(A block of data)
|---|

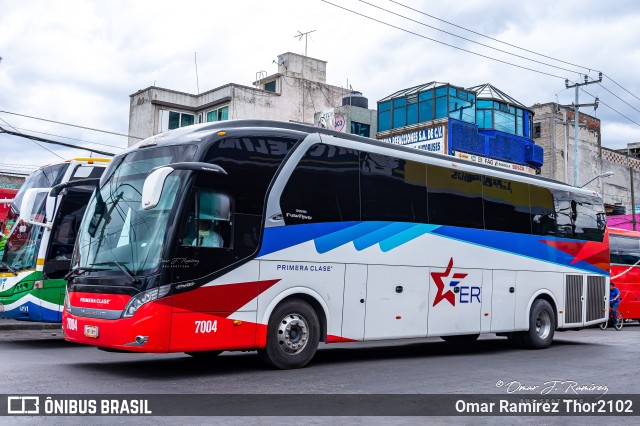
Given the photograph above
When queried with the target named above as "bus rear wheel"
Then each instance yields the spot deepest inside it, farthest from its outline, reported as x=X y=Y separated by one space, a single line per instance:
x=542 y=326
x=293 y=335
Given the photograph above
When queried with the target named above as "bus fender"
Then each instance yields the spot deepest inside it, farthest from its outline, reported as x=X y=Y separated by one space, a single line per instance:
x=289 y=292
x=537 y=294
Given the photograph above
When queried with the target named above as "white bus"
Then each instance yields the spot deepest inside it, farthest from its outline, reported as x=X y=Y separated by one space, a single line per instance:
x=276 y=236
x=36 y=243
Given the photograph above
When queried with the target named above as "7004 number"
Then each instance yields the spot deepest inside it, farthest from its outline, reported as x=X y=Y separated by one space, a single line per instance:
x=206 y=326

|---|

What you are asked to do:
Write out all the records again, substituting "image" for "photograph" wherever it occurs and changing nothing else. Leave the pictures out.

Task response:
Given the image above
When queried with the target named above as "bus rear wheel"
Then each instance yields the spot deepest inside it, farthest from its outline, reported as x=X y=Y separated by one space, a single line per instance:
x=542 y=326
x=293 y=335
Given the image above
When queried with the target named above as "bus fender"
Then each instance yields the spot deepest inside it, farthest from its outline, reported as x=X y=Y separated by one space, a single line per instance:
x=289 y=292
x=537 y=294
Given the image above
When queried with the target named above as "white bus"
Then each instance yields the spot deepest inside it, farthest from its outline, reported as x=X y=Y separated by one space, a single line per instance:
x=276 y=236
x=36 y=243
Given the image above
When queried with the target named above as "7004 number"
Then each instance yields the spot deepest inside it, farthest from its outline, reported as x=X y=Y separated by one space, a single line per instance:
x=206 y=326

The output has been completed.